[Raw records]
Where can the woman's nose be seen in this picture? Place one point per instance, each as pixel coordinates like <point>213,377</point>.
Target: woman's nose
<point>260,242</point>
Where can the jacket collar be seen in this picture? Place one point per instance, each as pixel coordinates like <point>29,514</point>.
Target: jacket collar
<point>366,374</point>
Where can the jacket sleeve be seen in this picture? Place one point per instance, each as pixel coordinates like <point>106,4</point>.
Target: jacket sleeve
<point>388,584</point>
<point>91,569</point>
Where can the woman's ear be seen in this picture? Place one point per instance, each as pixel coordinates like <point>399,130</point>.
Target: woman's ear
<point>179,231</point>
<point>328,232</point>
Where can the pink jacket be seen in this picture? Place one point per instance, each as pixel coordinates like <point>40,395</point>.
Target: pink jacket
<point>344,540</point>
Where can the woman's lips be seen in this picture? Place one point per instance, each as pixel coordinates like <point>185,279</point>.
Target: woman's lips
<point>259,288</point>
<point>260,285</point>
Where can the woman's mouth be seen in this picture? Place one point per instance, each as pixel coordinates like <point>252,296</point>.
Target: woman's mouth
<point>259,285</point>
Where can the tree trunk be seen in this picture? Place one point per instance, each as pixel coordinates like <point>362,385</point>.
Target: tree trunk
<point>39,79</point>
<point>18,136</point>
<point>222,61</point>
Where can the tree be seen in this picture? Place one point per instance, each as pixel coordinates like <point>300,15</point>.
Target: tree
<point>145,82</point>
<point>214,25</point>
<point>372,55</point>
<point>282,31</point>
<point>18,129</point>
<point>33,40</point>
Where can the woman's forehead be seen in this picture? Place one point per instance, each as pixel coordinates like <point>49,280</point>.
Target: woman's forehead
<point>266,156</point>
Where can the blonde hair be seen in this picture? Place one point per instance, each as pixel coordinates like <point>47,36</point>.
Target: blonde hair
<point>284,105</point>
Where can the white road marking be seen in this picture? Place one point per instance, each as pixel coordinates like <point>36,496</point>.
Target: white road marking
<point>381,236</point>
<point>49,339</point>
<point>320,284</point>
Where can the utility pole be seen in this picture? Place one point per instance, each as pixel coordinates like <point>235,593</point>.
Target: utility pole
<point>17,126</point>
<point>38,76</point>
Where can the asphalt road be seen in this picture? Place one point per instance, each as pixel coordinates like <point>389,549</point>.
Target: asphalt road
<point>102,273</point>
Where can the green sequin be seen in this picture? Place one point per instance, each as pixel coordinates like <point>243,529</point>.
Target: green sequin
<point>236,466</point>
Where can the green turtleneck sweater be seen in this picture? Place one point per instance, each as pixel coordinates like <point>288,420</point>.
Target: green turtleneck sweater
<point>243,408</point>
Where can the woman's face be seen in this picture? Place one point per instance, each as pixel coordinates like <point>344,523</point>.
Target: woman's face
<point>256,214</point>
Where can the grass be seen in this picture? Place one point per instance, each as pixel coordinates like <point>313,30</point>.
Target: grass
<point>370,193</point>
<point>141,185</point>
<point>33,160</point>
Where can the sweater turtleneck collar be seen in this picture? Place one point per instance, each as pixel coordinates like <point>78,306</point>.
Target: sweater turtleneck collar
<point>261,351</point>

What you have to do.
Transcribe the records above exactly as they appear.

Answer to this problem.
Where can the woman's nose be seen in this picture? Place one point per instance, each as pixel coordinates like <point>213,377</point>.
Target: woman's nose
<point>260,242</point>
Where can the jacket collar be seen in this picture? Place one point per instance, each as pixel coordinates like <point>29,514</point>.
Target: jacket collar
<point>366,374</point>
Where can the jacket sleeve be seen in this picture? Place one point per instance, each as pixel coordinates like <point>106,4</point>.
Target: jacket sleeve
<point>388,584</point>
<point>91,569</point>
Where can the woman's ear be seen in this picture? Place one point per instance, each as pixel coordinates like <point>399,130</point>.
Target: woman's ear
<point>179,231</point>
<point>328,232</point>
Where can the pink jacket be seen in this picture? Place one point per instance, each as pixel coordinates like <point>40,395</point>.
Target: pink jacket
<point>344,540</point>
Where can the woman's lips be seen in this picture? Place one point per instance, each as pixel coordinates like <point>185,279</point>.
Target: woman's lips
<point>259,288</point>
<point>260,285</point>
Where can the woman's mouth be seen in this picture? Place one point per instance, each as pixel coordinates like <point>252,296</point>.
Target: woman's mouth
<point>259,285</point>
Where can the tree trunk be seen in this picture? Place one point per instance, each as pixel coordinates like <point>362,385</point>.
Target: tree trunk
<point>39,79</point>
<point>18,136</point>
<point>222,61</point>
Where can the tree be seen in this picture? Place one point per instance, each as pixel coordinates like <point>300,15</point>.
Target: tree
<point>145,82</point>
<point>214,25</point>
<point>372,55</point>
<point>282,31</point>
<point>18,129</point>
<point>33,40</point>
Where can the woman's forehead be seen in this picture? Place one point per instance, each as pixel coordinates like <point>49,280</point>.
Target: woman's forehead
<point>266,156</point>
Where can the blonde hair be seen in this picture? Place one point per instance, each as pixel coordinates like <point>47,36</point>.
Target: blonde hair
<point>284,105</point>
Where can the white road marking be seen in this picture? Place one point per instance, each as pixel coordinates like <point>36,496</point>.
Target: white road marking
<point>381,236</point>
<point>49,339</point>
<point>320,284</point>
Where can the utility pole be seen in this picture? Place one point per instance, each as pixel coordinates like <point>235,593</point>.
Target: utility pole
<point>17,126</point>
<point>38,76</point>
Where can the asphalt road be seen in this picture? Place one point per instance, each as pixel coordinates like <point>389,549</point>.
Target: asphalt road
<point>102,273</point>
Where can the green sequin be seen in this picture? Place one point per instance, each as pixel coordinates like <point>243,529</point>.
Target: green sequin
<point>236,466</point>
Where can the green turtleneck sweater be seen in this picture? Place one point per instance, each as pixel coordinates like <point>288,420</point>.
Target: green turtleneck sweater
<point>243,408</point>
Where can the woman's face be seen in this picture? Place one point per instance, each as pixel coordinates like <point>344,523</point>.
Target: woman's face
<point>256,214</point>
Where can the grass be seen in this picture? Place one point per instance, each as pixel coordinates like <point>313,30</point>.
Target: grass
<point>370,193</point>
<point>141,185</point>
<point>33,160</point>
Where can the sweater turtleneck collar be seen in this picture? Place one point per instance, each as pixel coordinates like <point>78,306</point>.
Target: sweater turtleneck collar
<point>261,351</point>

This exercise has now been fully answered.